WHAT THE TASK REQUIRES
Could you transcribe every entry exactly, leaving nothing out?

RECORD EXTRACTS
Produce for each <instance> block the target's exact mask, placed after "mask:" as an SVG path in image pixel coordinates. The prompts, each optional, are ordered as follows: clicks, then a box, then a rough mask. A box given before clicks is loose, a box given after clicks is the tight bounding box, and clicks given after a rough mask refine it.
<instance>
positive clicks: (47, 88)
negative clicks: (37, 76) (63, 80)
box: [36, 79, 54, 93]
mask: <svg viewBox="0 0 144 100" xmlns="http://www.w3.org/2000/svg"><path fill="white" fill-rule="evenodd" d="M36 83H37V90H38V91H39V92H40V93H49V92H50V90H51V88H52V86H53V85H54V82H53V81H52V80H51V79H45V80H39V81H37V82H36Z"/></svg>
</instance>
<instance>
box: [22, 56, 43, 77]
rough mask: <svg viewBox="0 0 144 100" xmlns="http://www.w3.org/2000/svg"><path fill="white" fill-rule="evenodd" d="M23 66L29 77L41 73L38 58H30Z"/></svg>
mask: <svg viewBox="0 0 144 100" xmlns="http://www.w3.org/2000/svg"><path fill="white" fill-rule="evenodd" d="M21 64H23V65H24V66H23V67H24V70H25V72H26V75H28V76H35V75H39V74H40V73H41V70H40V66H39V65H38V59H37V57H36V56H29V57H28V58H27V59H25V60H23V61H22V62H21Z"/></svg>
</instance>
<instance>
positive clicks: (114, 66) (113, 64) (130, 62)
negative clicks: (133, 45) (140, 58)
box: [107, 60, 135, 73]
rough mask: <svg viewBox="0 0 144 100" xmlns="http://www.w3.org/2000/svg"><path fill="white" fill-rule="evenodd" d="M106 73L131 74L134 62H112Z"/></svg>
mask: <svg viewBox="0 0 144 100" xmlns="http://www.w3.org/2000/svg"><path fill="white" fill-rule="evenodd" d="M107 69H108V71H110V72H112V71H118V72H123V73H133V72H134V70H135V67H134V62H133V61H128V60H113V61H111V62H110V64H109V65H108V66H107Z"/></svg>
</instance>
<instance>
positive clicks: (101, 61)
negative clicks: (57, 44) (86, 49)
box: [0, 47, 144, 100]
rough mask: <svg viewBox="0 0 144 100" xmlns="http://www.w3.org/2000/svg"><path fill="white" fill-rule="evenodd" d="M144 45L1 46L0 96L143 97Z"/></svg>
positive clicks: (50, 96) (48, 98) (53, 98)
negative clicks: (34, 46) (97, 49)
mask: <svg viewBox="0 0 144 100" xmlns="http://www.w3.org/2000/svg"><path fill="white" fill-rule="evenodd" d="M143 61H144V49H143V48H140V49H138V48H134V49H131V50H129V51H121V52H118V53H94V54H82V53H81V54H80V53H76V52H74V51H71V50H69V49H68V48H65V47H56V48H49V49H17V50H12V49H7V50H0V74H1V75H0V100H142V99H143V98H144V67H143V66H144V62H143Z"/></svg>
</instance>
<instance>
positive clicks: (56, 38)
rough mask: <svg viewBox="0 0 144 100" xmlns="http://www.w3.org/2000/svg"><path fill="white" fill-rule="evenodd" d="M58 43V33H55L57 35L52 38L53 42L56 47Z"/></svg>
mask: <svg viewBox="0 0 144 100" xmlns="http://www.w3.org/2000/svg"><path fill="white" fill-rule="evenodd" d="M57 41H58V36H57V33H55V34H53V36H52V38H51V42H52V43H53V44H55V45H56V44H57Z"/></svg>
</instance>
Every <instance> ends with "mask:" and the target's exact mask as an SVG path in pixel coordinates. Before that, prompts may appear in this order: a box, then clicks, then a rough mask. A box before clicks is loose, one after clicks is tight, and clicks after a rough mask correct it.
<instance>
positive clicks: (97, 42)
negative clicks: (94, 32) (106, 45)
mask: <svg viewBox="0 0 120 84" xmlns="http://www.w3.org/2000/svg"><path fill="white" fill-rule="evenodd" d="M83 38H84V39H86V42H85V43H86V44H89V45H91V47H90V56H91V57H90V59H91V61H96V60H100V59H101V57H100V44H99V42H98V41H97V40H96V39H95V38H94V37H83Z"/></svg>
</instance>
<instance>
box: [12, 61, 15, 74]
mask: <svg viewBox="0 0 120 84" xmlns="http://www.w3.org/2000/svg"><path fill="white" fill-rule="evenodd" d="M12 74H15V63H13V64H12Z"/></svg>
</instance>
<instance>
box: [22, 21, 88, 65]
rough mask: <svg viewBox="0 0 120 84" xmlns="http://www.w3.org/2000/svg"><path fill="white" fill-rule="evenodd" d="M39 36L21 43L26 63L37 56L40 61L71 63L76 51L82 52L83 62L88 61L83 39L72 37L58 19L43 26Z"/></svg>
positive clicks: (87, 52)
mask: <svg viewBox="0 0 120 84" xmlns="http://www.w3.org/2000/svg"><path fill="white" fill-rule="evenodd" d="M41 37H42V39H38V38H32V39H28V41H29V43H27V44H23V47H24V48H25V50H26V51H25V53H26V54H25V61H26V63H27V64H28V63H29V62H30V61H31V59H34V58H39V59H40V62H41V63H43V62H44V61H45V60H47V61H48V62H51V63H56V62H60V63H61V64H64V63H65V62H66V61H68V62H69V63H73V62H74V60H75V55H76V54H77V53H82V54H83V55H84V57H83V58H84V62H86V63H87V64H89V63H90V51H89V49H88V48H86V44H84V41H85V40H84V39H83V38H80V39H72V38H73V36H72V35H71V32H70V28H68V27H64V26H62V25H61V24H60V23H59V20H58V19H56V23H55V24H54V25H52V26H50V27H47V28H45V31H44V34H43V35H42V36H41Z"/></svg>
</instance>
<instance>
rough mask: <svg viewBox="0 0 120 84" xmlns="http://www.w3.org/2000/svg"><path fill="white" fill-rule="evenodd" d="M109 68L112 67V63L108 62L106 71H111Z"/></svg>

SOLVED EXERCISE
Produce for each <instance> block the target's exact mask, placed after "mask:" as an SVG path in image pixel coordinates. The prompts, each optional, are ordered as follows: clicks, then a box, then a rough mask. A box given before clicks is loose, a box given after clicks is the tight bounding box, and clicks given after a rough mask refine it.
<instance>
positive clicks: (47, 88)
negative clicks: (37, 76) (63, 80)
box: [36, 79, 54, 93]
mask: <svg viewBox="0 0 144 100" xmlns="http://www.w3.org/2000/svg"><path fill="white" fill-rule="evenodd" d="M36 83H37V90H38V91H39V92H40V93H49V92H50V90H51V88H52V86H53V85H54V82H53V81H52V80H51V79H45V80H39V81H37V82H36Z"/></svg>
</instance>
<instance>
box: [22, 56, 43, 77]
rough mask: <svg viewBox="0 0 144 100" xmlns="http://www.w3.org/2000/svg"><path fill="white" fill-rule="evenodd" d="M23 66L29 77L41 73L38 58H30Z"/></svg>
mask: <svg viewBox="0 0 144 100" xmlns="http://www.w3.org/2000/svg"><path fill="white" fill-rule="evenodd" d="M21 64H23V65H24V66H23V67H24V70H25V72H26V75H28V76H35V75H39V74H40V73H41V70H40V66H39V65H38V59H37V57H36V56H29V57H28V58H27V59H25V60H23V61H22V62H21Z"/></svg>
</instance>
<instance>
positive clicks: (114, 66) (113, 64) (130, 62)
negative clicks: (133, 45) (140, 58)
box: [107, 60, 135, 73]
rough mask: <svg viewBox="0 0 144 100" xmlns="http://www.w3.org/2000/svg"><path fill="white" fill-rule="evenodd" d="M106 73L131 74L134 62H112Z"/></svg>
mask: <svg viewBox="0 0 144 100" xmlns="http://www.w3.org/2000/svg"><path fill="white" fill-rule="evenodd" d="M107 69H108V71H110V72H112V71H118V72H123V73H133V72H134V70H135V67H134V62H133V61H128V60H113V61H111V62H110V64H109V65H108V66H107Z"/></svg>
</instance>
<instance>
positive clicks: (101, 61)
negative clicks: (57, 44) (86, 49)
box: [0, 47, 144, 100]
rough mask: <svg viewBox="0 0 144 100" xmlns="http://www.w3.org/2000/svg"><path fill="white" fill-rule="evenodd" d="M144 45L1 46L0 96L143 97Z"/></svg>
positive clicks: (50, 96) (48, 98) (53, 98)
negative clicks: (34, 46) (97, 49)
mask: <svg viewBox="0 0 144 100" xmlns="http://www.w3.org/2000/svg"><path fill="white" fill-rule="evenodd" d="M143 61H144V49H143V48H140V49H138V48H134V49H131V50H129V51H121V52H118V53H94V54H82V53H81V54H80V53H76V52H74V51H71V50H69V49H68V48H65V47H56V48H49V49H17V50H12V49H7V50H0V74H1V75H0V100H142V99H143V98H144V67H143V66H144V62H143Z"/></svg>
</instance>
<instance>
positive clicks: (56, 38)
rough mask: <svg viewBox="0 0 144 100" xmlns="http://www.w3.org/2000/svg"><path fill="white" fill-rule="evenodd" d="M58 43V33H55L57 35L52 38L53 42L56 47Z"/></svg>
mask: <svg viewBox="0 0 144 100" xmlns="http://www.w3.org/2000/svg"><path fill="white" fill-rule="evenodd" d="M57 41H58V36H57V33H55V34H53V36H52V38H51V42H52V43H53V44H55V45H56V44H57Z"/></svg>
</instance>
Every <instance> ends with "mask:" and the target's exact mask as an SVG path in pixel coordinates. Before that, prompts may appear in this order: a box, then clicks, then a rough mask. A box before clicks is loose, one after clicks is tight, and clicks after a rough mask correct it.
<instance>
positive clicks: (97, 42)
negative clicks: (94, 32) (106, 45)
mask: <svg viewBox="0 0 120 84" xmlns="http://www.w3.org/2000/svg"><path fill="white" fill-rule="evenodd" d="M83 38H84V39H86V42H85V43H86V44H89V45H91V47H90V56H91V57H90V59H91V61H96V60H100V59H101V57H100V44H99V42H98V41H97V40H96V39H95V38H94V37H83Z"/></svg>
</instance>
<instance>
box: [12, 61, 15, 74]
mask: <svg viewBox="0 0 120 84" xmlns="http://www.w3.org/2000/svg"><path fill="white" fill-rule="evenodd" d="M12 74H15V63H13V64H12Z"/></svg>
</instance>
<instance>
box: [22, 21, 88, 65]
rough mask: <svg viewBox="0 0 120 84" xmlns="http://www.w3.org/2000/svg"><path fill="white" fill-rule="evenodd" d="M39 36L21 43L26 63L37 56L40 61L71 63L76 51L82 52L83 62L88 61L83 39L72 37L58 19L43 26Z"/></svg>
positive clicks: (87, 52)
mask: <svg viewBox="0 0 120 84" xmlns="http://www.w3.org/2000/svg"><path fill="white" fill-rule="evenodd" d="M41 37H42V39H38V38H32V39H28V41H29V43H27V44H23V47H24V48H25V50H26V51H25V53H26V54H25V61H26V63H27V64H28V63H29V62H30V61H31V59H34V58H39V59H40V62H41V63H43V62H44V61H45V60H47V61H48V62H51V63H56V62H60V63H61V64H64V63H65V62H66V61H68V62H69V63H73V62H74V60H75V55H76V54H77V53H82V54H83V55H84V57H83V58H84V62H86V63H87V64H89V63H90V51H89V49H88V48H86V44H84V41H85V40H84V39H83V38H80V39H72V38H73V36H72V35H71V32H70V28H68V27H64V26H62V25H61V24H60V23H59V20H58V19H56V23H55V24H54V25H52V26H50V27H47V28H45V31H44V34H43V35H42V36H41Z"/></svg>
</instance>
<instance>
rough mask: <svg viewBox="0 0 120 84" xmlns="http://www.w3.org/2000/svg"><path fill="white" fill-rule="evenodd" d="M109 68L112 67V63L108 62L106 71H111Z"/></svg>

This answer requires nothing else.